==== SUPPLIED MATERIAL ====

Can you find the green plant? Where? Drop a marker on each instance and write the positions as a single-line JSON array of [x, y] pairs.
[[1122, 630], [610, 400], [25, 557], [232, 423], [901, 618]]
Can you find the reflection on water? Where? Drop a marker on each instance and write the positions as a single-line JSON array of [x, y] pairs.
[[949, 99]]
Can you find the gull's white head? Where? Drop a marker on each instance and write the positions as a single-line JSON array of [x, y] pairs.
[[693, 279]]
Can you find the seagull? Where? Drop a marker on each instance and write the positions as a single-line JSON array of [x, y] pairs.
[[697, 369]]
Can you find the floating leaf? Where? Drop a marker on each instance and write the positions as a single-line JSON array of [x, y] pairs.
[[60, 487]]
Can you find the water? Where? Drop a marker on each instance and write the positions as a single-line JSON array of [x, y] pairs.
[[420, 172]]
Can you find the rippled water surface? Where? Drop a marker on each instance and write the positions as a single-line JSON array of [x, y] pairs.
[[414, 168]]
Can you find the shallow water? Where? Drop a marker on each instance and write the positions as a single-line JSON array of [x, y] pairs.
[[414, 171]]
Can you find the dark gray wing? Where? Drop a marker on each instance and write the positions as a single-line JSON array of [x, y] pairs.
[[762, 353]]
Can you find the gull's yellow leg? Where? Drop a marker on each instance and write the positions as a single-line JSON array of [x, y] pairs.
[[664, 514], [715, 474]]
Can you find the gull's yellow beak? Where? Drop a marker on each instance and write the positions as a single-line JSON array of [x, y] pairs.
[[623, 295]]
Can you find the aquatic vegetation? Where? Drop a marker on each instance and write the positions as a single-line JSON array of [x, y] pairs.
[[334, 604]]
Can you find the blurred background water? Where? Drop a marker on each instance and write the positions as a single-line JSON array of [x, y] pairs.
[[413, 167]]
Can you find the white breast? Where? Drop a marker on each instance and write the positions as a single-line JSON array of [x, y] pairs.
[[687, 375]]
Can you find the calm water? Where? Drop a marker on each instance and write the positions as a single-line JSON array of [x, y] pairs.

====

== WORK REQUEST ==
In full and without alteration, transcribe the entries above.

== SOLUTION TO THIS TASK ==
Can you find the green plant? Where? Drop a marker on each instance and write the positions as a single-line JSON array of [x, y] pairs.
[[1122, 630], [610, 400], [25, 557], [232, 423], [901, 618]]
Can you find the reflection on water? Where? Drop a marker on each instance and write the positions as a single-line JSON array of [x, y] pairs.
[[949, 99]]
Can you find the gull's white head? Where? Drop a marker on each instance and write the positions as a single-line JSON array of [x, y] pairs.
[[693, 279]]
Can you find the seagull? Where? Drop a marker on each instance and write the positions as a single-line JSON array of [x, y] pairs.
[[697, 369]]
Can you find the floating leaf? Where? Drop a marker on each instance and write the positions as a single-line JSON array of [x, y] pairs.
[[60, 487]]
Can you find the water? Where? Drop a marker on each instance and write the positions as a single-line JSON array of [x, y] pairs.
[[420, 172]]
Can you find the rippled water surface? Where? Drop a marker on each instance and write the positions as a single-line JSON array of [x, y] pairs.
[[414, 168]]
Can you find the shallow water? Where? Drop a marker on each instance and write the positions as a single-line JSON array of [x, y] pairs.
[[414, 171]]
Can you find the dark gray wing? Where? Drop a marker on each instance and write the positions as a single-line JSON array of [x, y] pairs.
[[762, 353]]
Can you find the gull's yellow leg? Where? Drop a marker on each instance and write the positions as a single-line JSON array of [x, y] pairs.
[[664, 514], [715, 474]]
Can you find the gull's yellow beak? Where? Drop a marker on each instance and write the positions as a single-line JSON array of [x, y] pairs.
[[623, 295]]
Can you find the aquatic vegetation? Where? Drop a marker on each instance and write the positions as a single-line JSON array of [x, y] pairs.
[[334, 604]]
Can you find the blurred background water? Where? Drop a marker on each instance and write the positions as a single-line JSON array of [x, y] pairs.
[[413, 167]]
Can you find the white breast? Where? Drop a marker on each instance and write the positions as a single-line JSON array of [x, y] pairs.
[[687, 375]]
Can you find the calm water? Where? Drop a marker on each instance and write the positions as a single-line JSON array of [x, y] pairs.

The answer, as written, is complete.